____ EXTRACT TO READ

“I’m not an artist, and I hate being called an artist. It pisses me off. Calling me an artist denigrates what actual artists do. I’m a businessman and a brewer. I run a brewery.”
So said Van Havig, the founder and Master Brewer at Portland’s Gigantic Brewing Company, when I visited his five-year-old brewery on the outskirts of Oregon’s biggest city.
Van has a reputation. As a brewer, as a thinker and as a straight talker. During my visit he didn’t disappoint on any front.
Gigantic was born of necessity and irony. On course for a PhD in Economics, Havig lost faith in the dismal science and turned his hand to brewing. He joined Rock Bottom in its infancy, and spent 16 years with the company, opening breweries in Maryland and Virginia along the way. In 2010 he was fired for criticising the company’s new management in some comments picked up by a Portland beer blog.
Kicking around Portland looking for a brewing gig, Havig was propositioned by Ben Love, then the Head Brewer at influential Hopworks Urban Brewery, to pair up and start a brewery. Launching in 2011, right before the craft beer wave began to crest, the duo made a business plan with a difference. Go small. Go profitable.

________
____ EXTRACTED RECORDS

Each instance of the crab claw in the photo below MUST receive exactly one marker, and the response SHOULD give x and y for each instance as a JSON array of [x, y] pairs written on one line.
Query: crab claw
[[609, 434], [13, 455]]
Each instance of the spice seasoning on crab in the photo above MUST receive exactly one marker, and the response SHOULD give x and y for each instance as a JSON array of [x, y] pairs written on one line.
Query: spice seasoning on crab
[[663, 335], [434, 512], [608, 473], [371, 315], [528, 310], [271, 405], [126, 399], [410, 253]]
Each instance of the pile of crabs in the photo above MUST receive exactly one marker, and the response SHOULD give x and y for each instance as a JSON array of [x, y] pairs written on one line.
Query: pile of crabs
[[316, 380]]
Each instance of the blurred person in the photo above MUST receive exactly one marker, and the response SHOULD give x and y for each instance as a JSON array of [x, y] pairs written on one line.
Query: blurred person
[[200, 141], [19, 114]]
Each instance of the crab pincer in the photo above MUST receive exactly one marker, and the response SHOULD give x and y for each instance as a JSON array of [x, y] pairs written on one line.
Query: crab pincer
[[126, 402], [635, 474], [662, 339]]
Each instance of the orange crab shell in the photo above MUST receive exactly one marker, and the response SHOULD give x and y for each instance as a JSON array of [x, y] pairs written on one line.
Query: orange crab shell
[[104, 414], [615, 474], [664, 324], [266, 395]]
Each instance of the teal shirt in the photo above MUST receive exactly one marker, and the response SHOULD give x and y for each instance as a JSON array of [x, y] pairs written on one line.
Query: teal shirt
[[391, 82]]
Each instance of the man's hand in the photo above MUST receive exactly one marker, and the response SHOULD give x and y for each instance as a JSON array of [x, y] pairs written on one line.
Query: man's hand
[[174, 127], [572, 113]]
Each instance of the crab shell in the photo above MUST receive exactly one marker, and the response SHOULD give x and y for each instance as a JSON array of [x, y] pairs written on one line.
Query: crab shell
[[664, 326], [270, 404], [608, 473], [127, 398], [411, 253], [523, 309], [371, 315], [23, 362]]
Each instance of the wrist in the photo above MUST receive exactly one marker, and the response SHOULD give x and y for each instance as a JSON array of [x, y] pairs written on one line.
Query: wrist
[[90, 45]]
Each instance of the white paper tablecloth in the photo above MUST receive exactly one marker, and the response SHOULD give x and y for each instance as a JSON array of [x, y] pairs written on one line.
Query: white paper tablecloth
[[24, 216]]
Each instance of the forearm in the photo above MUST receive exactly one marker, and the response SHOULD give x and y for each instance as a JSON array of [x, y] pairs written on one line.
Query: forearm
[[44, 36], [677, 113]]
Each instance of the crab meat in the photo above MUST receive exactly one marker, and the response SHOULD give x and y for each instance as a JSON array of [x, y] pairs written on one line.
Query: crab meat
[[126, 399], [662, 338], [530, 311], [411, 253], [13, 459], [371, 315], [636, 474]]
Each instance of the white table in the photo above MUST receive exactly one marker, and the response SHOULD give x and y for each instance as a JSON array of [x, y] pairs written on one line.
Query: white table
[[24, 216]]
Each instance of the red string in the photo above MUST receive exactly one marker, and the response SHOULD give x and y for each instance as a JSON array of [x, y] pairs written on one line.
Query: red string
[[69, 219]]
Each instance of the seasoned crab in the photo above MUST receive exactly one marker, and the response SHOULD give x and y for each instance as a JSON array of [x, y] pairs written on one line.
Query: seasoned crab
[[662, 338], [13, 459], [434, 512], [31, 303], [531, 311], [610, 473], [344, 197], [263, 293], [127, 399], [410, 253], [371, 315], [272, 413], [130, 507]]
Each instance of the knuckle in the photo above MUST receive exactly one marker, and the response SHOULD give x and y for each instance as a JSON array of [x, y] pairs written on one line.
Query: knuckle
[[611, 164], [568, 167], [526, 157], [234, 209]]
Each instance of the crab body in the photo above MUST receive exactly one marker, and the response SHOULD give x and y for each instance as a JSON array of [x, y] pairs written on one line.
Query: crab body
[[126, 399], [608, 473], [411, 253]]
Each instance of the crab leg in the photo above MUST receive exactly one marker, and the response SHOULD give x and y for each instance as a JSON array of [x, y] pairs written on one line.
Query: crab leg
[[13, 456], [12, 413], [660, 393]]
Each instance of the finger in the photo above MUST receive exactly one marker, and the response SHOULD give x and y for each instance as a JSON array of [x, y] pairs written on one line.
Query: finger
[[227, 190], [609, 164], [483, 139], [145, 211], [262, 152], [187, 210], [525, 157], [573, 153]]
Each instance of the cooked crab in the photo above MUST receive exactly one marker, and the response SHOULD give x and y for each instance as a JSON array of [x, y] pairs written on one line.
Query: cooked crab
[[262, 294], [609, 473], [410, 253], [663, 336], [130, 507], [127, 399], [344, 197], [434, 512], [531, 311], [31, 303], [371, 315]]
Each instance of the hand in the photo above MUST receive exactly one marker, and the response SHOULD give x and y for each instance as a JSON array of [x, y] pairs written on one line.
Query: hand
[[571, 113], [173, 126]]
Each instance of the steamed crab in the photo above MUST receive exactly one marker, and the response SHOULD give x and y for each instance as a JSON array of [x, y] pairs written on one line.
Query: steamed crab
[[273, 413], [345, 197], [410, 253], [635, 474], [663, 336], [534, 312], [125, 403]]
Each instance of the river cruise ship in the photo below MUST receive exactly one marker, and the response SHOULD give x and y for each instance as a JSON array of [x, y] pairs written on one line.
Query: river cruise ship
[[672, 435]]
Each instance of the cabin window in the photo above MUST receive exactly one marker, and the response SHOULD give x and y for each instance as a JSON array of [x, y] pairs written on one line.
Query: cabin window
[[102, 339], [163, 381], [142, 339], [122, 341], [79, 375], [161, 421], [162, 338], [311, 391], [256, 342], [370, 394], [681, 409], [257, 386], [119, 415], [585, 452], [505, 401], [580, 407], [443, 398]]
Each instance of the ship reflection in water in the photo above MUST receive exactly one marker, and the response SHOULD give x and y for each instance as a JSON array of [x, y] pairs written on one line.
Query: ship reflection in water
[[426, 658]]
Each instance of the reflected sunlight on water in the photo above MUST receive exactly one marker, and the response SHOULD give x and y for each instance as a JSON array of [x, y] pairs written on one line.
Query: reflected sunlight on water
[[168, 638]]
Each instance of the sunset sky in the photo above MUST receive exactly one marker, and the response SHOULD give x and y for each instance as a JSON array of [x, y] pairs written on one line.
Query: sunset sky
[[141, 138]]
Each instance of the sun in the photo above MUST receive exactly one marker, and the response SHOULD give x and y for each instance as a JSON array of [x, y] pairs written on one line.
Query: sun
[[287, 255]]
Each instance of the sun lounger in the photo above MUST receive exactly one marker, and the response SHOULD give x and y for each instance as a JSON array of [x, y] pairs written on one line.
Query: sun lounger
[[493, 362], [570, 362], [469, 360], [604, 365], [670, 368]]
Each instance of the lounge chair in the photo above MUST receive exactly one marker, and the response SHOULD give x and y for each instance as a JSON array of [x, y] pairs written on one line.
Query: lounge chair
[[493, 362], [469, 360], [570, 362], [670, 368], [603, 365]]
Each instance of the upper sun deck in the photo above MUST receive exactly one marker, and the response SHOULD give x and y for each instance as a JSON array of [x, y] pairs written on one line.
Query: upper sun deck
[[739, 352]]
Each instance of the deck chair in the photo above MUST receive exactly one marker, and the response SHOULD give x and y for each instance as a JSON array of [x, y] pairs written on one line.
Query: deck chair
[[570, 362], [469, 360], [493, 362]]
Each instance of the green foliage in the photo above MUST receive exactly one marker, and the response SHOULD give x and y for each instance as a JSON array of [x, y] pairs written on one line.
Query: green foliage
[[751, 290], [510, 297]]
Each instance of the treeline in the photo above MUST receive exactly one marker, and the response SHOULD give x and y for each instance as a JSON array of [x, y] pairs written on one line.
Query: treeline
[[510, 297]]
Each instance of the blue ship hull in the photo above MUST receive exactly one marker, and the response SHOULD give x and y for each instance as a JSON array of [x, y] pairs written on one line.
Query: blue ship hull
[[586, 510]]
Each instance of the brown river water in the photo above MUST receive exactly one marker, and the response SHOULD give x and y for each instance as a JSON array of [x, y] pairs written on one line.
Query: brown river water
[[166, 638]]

________

### [TASKS]
1. Translate this sentence from the article on Gigantic Brewing into Spanish: "Gigantic was born of necessity and irony."
2. Reproduce the article on Gigantic Brewing word for word from "So said Van" to "Portland beer blog.".
3. For each statement, say whether the article on Gigantic Brewing supports it with yes or no, and quote the words that decide it. (a) Havig worked at Rock Bottom for 16 years. (b) Gigantic launched in 2010. (c) Ben Love was the Head Brewer at Hopworks Urban Brewery when he approached Havig.

### [TASK RESULTS]
1. Gigantic nació de la necesidad y la ironía.

2.
So said Van Havig, the founder and Master Brewer at Portland’s Gigantic Brewing Company, when I visited his five-year-old brewery on the outskirts of Oregon’s biggest city.
Van has a reputation. As a brewer, as a thinker and as a straight talker. During my visit he didn’t disappoint on any front.
Gigantic was born of necessity and irony. On course for a PhD in Economics, Havig lost faith in the dismal science and turned his hand to brewing. He joined Rock Bottom in its infancy, and spent 16 years with the company, opening breweries in Maryland and Virginia along the way. In 2010 he was fired for criticising the company’s new management in some comments picked up by a Portland beer blog.

3.
(a) Yes: "spent 16 years with the company"
(b) No: "Launching in 2011"
(c) Yes: "then the Head Brewer at influential Hopworks Urban Brewery"